Task to complete>
Collect every line from the rows below that contains the string "path".

Excerpted data>
↓↓↓
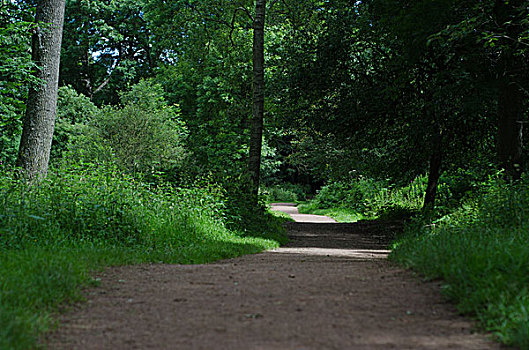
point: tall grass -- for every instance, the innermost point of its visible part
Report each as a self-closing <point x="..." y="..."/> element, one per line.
<point x="86" y="216"/>
<point x="481" y="251"/>
<point x="365" y="198"/>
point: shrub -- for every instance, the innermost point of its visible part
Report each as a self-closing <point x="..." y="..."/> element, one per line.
<point x="144" y="136"/>
<point x="85" y="216"/>
<point x="482" y="253"/>
<point x="74" y="112"/>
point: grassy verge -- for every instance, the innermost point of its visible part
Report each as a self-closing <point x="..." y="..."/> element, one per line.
<point x="82" y="219"/>
<point x="366" y="199"/>
<point x="481" y="252"/>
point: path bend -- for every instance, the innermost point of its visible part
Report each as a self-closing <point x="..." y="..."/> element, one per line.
<point x="331" y="287"/>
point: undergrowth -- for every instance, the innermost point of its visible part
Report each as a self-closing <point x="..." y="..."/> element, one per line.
<point x="481" y="251"/>
<point x="84" y="217"/>
<point x="363" y="198"/>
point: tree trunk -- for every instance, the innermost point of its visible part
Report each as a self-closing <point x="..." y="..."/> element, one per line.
<point x="509" y="139"/>
<point x="39" y="120"/>
<point x="510" y="95"/>
<point x="436" y="160"/>
<point x="256" y="133"/>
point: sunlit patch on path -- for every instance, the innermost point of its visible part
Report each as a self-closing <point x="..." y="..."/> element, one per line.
<point x="292" y="210"/>
<point x="331" y="287"/>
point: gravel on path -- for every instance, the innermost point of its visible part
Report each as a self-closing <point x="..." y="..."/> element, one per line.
<point x="331" y="287"/>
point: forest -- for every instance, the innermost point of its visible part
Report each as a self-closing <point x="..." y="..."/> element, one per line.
<point x="160" y="131"/>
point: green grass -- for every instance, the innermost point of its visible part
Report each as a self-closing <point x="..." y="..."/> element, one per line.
<point x="83" y="218"/>
<point x="366" y="199"/>
<point x="481" y="252"/>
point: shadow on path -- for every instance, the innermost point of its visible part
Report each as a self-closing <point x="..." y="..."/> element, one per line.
<point x="329" y="288"/>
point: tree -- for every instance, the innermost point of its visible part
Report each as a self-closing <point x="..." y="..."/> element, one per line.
<point x="39" y="120"/>
<point x="16" y="66"/>
<point x="256" y="133"/>
<point x="107" y="46"/>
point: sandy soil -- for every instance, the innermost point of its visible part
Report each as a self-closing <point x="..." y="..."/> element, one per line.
<point x="331" y="287"/>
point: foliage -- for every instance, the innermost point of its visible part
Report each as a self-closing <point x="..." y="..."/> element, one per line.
<point x="106" y="47"/>
<point x="145" y="135"/>
<point x="369" y="198"/>
<point x="481" y="253"/>
<point x="74" y="112"/>
<point x="87" y="216"/>
<point x="16" y="76"/>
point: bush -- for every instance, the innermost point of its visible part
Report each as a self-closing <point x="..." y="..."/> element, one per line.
<point x="144" y="136"/>
<point x="74" y="112"/>
<point x="482" y="253"/>
<point x="371" y="198"/>
<point x="83" y="217"/>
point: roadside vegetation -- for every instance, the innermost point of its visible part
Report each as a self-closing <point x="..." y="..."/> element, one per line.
<point x="99" y="208"/>
<point x="84" y="217"/>
<point x="476" y="240"/>
<point x="380" y="109"/>
<point x="481" y="251"/>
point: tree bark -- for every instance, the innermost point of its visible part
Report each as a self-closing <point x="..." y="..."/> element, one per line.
<point x="510" y="95"/>
<point x="436" y="161"/>
<point x="39" y="120"/>
<point x="256" y="133"/>
<point x="509" y="138"/>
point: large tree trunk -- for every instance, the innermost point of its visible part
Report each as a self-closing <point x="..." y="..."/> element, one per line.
<point x="509" y="139"/>
<point x="436" y="161"/>
<point x="510" y="95"/>
<point x="256" y="133"/>
<point x="39" y="120"/>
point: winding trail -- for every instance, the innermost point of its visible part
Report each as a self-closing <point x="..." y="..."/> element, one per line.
<point x="331" y="287"/>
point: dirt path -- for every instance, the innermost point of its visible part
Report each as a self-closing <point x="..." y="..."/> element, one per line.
<point x="330" y="288"/>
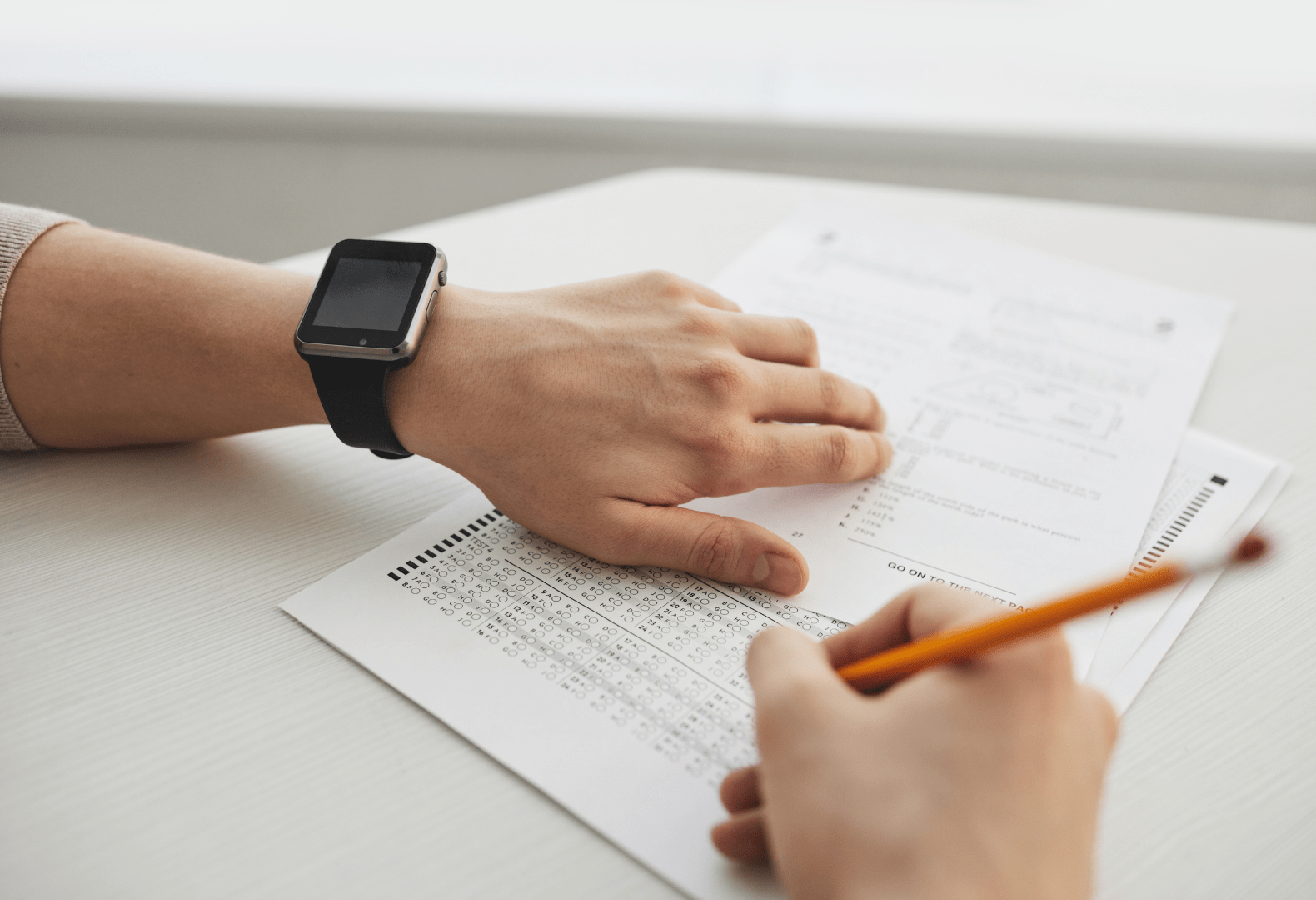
↑↑↑
Result of the exercise>
point: path bend -- for every instance, the innermost point of its visible part
point: sunlit patch on path -- for every instance, the innermost point of its visible part
point: gravel on path -- for every instance, the innermost point of its visible part
point: shadow on path -- for every instance, the innermost point of its visible part
point: dirt path -- for every instance, the innermost point of its visible part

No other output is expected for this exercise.